START Exercise text

Cattle are the most valued domestic animals in the Herero culture, therefore cattle herding is the most significant and substantial activity for the Herero people. In the Herero culture the cattle herding and cattle trading activities are only conducted by males while females are responsible for milking cows, household chores, harvesting small field crops and taking care of the young children. As women are responsible for milking cows, they are also responsible for preparing the delicious sour milk called "Omaere" in the pre colonial times, the worth of an OmuHerero woman was measured by milk. Although males are responsible for the cattle trading activities the females do most of the trading such as bartering for other goods.

====Cultural impact====
The Herero people take pride in their cattle, hence the culture of Herero requires women to wear their iconic fabric hats shaped like cow horns. They believe that the more cattle one has, the richer one is, making cattle a symbol of wealth. In celebrations such as marriages, cattle is normally eaten, whereas religious or ancestral veneration ceremonies involve the sacrifice of cows or other animals.

===Goats and sheep===
Goats and sheep are kept for their meat. Goatskin is manufactured into child carriers and to create household ornaments. Goat dung, meanwhile, is considered medicinal; it is normally used to treat chickenpox.

===Horses and donkeys===
Horse and donkeys are common means of transport for the Herero. In cases of herding or searching for lost domestic animals, the Herero engage horses to carry out these activities.

Some Herero people are believed to consume donkey meat.

===Dogs and chickens===
In the Herero culture, dogs are used by men for both hunting and herding. The Herero people used to hunt to acquire meat, hide, and horns that are bartered for goods such as sugar, tea, and tobacco.

Chicken are kept for their meat and eggs.

==Herero in fiction==

- A group of Herero living in Germany who were inducted into the German military during the Second World War play a major part in Thomas Pynchon's novel Gravity's Rainbow. The genocide under von Trotha plays a major role in another novel by the same author, V..

END Exercise text
START Listed records

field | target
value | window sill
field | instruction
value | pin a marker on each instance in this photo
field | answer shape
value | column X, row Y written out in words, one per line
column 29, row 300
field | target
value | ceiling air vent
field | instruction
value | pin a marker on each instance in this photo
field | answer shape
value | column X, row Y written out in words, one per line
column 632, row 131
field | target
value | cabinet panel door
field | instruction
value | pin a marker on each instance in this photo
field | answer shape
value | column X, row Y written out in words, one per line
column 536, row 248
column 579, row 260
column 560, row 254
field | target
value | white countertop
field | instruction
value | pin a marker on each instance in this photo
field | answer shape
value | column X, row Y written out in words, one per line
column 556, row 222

END Listed records
START Listed records

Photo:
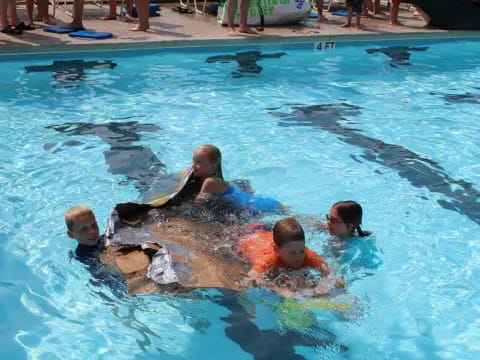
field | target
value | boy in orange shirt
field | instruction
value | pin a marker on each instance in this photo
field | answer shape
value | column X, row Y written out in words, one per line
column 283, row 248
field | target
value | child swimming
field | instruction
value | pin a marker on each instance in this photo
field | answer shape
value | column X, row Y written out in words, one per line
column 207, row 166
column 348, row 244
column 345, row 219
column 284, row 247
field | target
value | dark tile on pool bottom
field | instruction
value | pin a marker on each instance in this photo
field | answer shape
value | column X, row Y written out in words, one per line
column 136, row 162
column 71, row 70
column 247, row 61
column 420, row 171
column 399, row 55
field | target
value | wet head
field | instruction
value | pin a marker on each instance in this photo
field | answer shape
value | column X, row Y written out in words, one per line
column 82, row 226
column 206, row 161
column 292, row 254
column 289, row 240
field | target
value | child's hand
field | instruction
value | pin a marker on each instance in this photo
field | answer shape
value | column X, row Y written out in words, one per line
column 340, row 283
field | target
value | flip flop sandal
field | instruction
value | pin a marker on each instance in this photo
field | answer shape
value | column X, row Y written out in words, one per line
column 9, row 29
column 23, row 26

END Listed records

__Brief A__:
In three sentences, summarize the passage on Herero livestock.
__Brief B__:
According to the passage on Herero livestock, what illness is goat dung normally used to treat?
__Brief C__:
Continue the passage on Herero livestock from its last sentence.

__Answer A__:
Among the Herero, cattle are the most valued domestic animals and a symbol of wealth: men herd and trade them, while women milk the cows and prepare the sour milk called "Omaere." Goats and sheep are kept for meat, goatskin is made into child carriers and ornaments, and goat dung is used to treat chickenpox. Horses and donkeys provide transport, dogs help men hunt and herd, and chickens supply meat and eggs.

__Answer B__:
Goat dung is normally used to treat chickenpox.

__Answer C__:
- German author Uwe Timm's novel Morenga, set in German southwest Africa, includes several Herero characters.
- A Portuguese-Herero mestiço protagonist is featured in Guy Saville's novel The Afrika Reich. The fictional story takes place in a 1952 Africa largely conquered by the Nazis who came away from World War II politically and economically empowered and relatively unopposed.
- In the historical novel Mama Namibia by Mari Serebrov, two perspectives of the 1904 genocide in German Southwest Africa are shown. The first is that of Jahohora, a 12-year-old Herero girl who survives alone in the veld for two years after her family is killed by German soldiers. The second is that of Kov, a Jewish doctor who volunteered to serve in the German military to prove his patriotism. As he witnesses the atrocities of the genocide, he rethinks his loyalty to the Fatherland.
- The Treatment of the Herero by German colonists is the subject of the 2012 play We Are Proud to Present a Presentation About the Herero of Namibia, Formerly Known as Southwest Africa, From the German Sudwestafrika, Between the Years 1884–1915 by Jackie Sibblies Drury.

Anthony Scholefield’s novel “The Eagles of Malice” published in 1968 depicts the developing response of a white Bechuanaland police-officer to the savagery of the Germans against the Hereros.